■ **Given exercise**:
Locate each row below that contains the string "children" and copy every such row in full. Matching is case-sensitive.

■ **Input rows**:
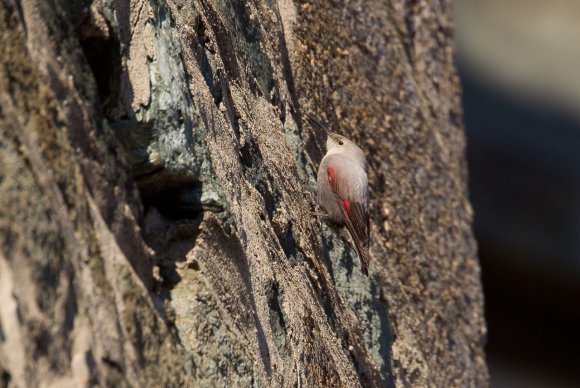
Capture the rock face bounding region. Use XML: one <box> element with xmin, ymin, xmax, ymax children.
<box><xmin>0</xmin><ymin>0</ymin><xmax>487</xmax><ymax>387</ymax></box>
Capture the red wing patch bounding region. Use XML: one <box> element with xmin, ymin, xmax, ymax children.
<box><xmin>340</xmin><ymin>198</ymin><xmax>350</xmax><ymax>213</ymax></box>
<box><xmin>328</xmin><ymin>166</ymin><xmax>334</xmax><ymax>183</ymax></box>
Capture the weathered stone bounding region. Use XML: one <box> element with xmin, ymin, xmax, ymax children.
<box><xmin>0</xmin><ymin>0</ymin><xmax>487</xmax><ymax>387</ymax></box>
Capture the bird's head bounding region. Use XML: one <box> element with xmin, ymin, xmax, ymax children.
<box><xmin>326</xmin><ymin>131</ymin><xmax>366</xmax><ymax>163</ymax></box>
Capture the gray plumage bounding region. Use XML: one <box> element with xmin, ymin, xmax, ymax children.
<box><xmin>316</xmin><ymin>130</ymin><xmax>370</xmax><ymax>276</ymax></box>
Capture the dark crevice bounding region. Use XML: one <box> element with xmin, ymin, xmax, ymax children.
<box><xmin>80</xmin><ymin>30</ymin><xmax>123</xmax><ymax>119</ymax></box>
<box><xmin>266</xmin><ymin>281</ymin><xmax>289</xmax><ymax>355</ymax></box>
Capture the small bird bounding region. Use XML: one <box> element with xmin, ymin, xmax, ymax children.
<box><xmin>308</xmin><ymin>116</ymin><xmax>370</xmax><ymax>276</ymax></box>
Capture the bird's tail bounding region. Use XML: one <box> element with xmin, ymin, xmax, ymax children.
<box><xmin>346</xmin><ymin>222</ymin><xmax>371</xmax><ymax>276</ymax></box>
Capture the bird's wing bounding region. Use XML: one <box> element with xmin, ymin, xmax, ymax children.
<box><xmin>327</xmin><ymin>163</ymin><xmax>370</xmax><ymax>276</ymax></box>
...
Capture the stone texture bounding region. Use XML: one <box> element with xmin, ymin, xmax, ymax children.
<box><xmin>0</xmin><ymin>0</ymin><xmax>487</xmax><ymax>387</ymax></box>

■ **Completed exercise**:
Capture the rock face bounding region. Use XML: one <box> element with xmin, ymin, xmax, ymax children.
Capture the red wing patch bounding region. Use XML: one <box> element with xmin, ymin, xmax, ymax children.
Capture the weathered stone bounding region. Use XML: one <box> element with xmin, ymin, xmax, ymax children.
Capture the bird's head bounding region. Use XML: one <box> element with xmin, ymin, xmax, ymax children.
Capture the gray plumage bounding region. Use XML: one <box> element with xmin, ymin, xmax, ymax children.
Capture the dark crevice bounding region. Use XML: one <box> element with xmin, ymin, xmax, ymax children.
Capture the small bird bounding region. Use XML: one <box> element with xmin, ymin, xmax, ymax children.
Capture the bird's tail bounding region. Use XML: one <box> element with xmin, ymin, xmax, ymax children.
Capture the bird's wing bounding region. Use XML: one <box> element with xmin, ymin, xmax, ymax children.
Capture the stone texture bounding region. Use XML: one <box> element with xmin, ymin, xmax, ymax children.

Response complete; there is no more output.